**Task**
From the passage below about the groov EPIC upgrade, reproduce the part starting with "The added processing" and going on through "the field-level systems.", word for word.

As part of this migration, Interlog started using groov View®, an Opto 22 web-based visualization tool that runs directly on the EPIC controller. groov View enables authorized CVE operators to access live plant data locally or from any device with a web browser, like mobile phones and tablets, without additional servers or software.
The transition from SNAP PAC to groov EPIC was smooth. “Because groov EPIC supports the same control platform and communication protocols as SNAP PAC, we didn’t have to rewrite our programs or retrain staff,” says Flores.
The added processing power and modern interface tools of the EPIC, including the built-in touchscreen and the groov Manage™ browser-based configuration, help simplify commissioning.
EPIC supports the same protocols as SNAP PAC, like Modbus/TCP and DNP3, but also adds modern IIoT protocols like OPC UA®, MQTT Sparkplug® B, and a REST API.
A key advantage of the groov EPIC system is its built-in security. With a configurable firewall, VPN, secure remote access, and LDAP integration, groov EPIC allowed CVE to simplify their architecture while strengthening their overall cybersecurity posture.
groov EPIC also runs Ignition Edge® onboard, a lightweight version of the Inductive Automation® Ignition® SCADA platform, which unlocks the potential for future enhancements, like centralized SCADA, without changing the field-level systems.

CVE Chile upgraded the control panels with the Opto 22 groov EPIC system.

The groov EPIC system architecture that gets monitoring data from Chile to France
Reliable Performance and Impact
The original control systems at CVE solar sites operated in silos, each running independently with no centralized monitoring. If a system failed or lost data, operators often didn’t know until much later, delaying responses and risking downtime. Interlog’s solution changed that by providing stable, continuous monitoring and centralized data access, giving CVE operators the real-time data needed to keep plants running smoothly.

**Input data**

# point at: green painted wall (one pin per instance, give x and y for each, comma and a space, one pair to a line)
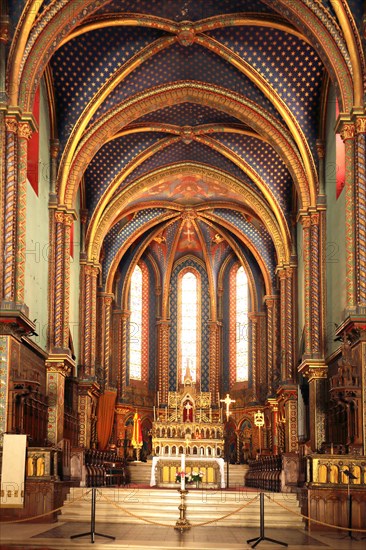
75, 285
300, 289
37, 233
335, 242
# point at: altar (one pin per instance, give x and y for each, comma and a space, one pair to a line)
165, 468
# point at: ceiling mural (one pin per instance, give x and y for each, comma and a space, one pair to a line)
211, 173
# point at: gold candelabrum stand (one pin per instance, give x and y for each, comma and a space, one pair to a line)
182, 523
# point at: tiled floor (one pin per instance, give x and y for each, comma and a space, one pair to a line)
138, 537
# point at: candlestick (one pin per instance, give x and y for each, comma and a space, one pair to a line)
182, 471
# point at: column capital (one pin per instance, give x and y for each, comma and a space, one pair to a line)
313, 369
320, 148
361, 125
24, 130
347, 131
11, 124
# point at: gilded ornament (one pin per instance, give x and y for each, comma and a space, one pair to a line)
361, 125
348, 131
24, 130
11, 125
186, 34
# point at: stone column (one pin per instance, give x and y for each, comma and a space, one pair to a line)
306, 224
107, 340
55, 383
123, 375
214, 356
88, 394
9, 222
274, 424
317, 375
348, 135
163, 359
283, 325
360, 189
255, 365
24, 134
316, 294
287, 396
89, 297
262, 355
290, 324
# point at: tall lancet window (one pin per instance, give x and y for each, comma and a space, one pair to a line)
188, 325
242, 343
135, 332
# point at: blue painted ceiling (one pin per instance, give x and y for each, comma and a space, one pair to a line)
289, 66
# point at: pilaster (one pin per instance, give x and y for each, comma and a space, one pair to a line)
57, 367
317, 373
163, 359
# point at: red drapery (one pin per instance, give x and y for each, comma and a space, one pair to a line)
105, 416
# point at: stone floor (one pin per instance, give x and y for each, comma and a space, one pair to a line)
141, 537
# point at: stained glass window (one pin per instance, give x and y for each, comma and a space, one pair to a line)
135, 332
242, 336
188, 324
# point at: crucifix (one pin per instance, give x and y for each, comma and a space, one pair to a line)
227, 402
188, 408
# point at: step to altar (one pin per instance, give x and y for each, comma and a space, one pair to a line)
160, 506
140, 473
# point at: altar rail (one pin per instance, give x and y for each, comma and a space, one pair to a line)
328, 470
265, 473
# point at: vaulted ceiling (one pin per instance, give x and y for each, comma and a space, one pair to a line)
189, 126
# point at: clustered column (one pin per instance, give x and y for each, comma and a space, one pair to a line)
163, 359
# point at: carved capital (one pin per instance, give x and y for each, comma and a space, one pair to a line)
186, 33
187, 135
54, 148
68, 219
189, 214
305, 221
361, 125
316, 373
24, 130
320, 148
315, 218
59, 217
348, 131
11, 125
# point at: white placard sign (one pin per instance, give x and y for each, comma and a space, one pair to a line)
13, 471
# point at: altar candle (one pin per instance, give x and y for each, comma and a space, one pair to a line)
182, 472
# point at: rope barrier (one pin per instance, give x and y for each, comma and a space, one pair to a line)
201, 524
169, 525
312, 519
46, 513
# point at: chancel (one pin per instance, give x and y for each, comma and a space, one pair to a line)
183, 274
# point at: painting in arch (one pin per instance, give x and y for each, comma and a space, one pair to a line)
183, 222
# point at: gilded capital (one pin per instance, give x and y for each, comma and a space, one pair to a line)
24, 130
320, 148
361, 125
59, 217
305, 221
315, 219
11, 125
348, 131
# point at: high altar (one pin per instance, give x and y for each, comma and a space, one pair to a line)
188, 425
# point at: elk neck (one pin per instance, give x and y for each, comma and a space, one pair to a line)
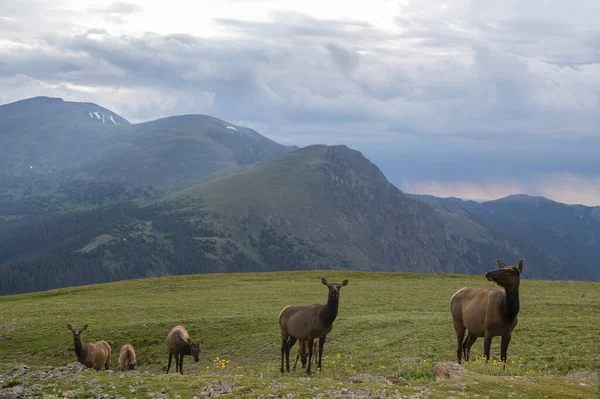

**Answer space**
The added processing power and modern interface tools of the EPIC, including the built-in touchscreen and the groov Manage™ browser-based configuration, help simplify commissioning.
EPIC supports the same protocols as SNAP PAC, like Modbus/TCP and DNP3, but also adds modern IIoT protocols like OPC UA®, MQTT Sparkplug® B, and a REST API.
A key advantage of the groov EPIC system is its built-in security. With a configurable firewall, VPN, secure remote access, and LDAP integration, groov EPIC allowed CVE to simplify their architecture while strengthening their overall cybersecurity posture.
groov EPIC also runs Ignition Edge® onboard, a lightweight version of the Inductive Automation® Ignition® SCADA platform, which unlocks the potential for future enhancements, like centralized SCADA, without changing the field-level systems.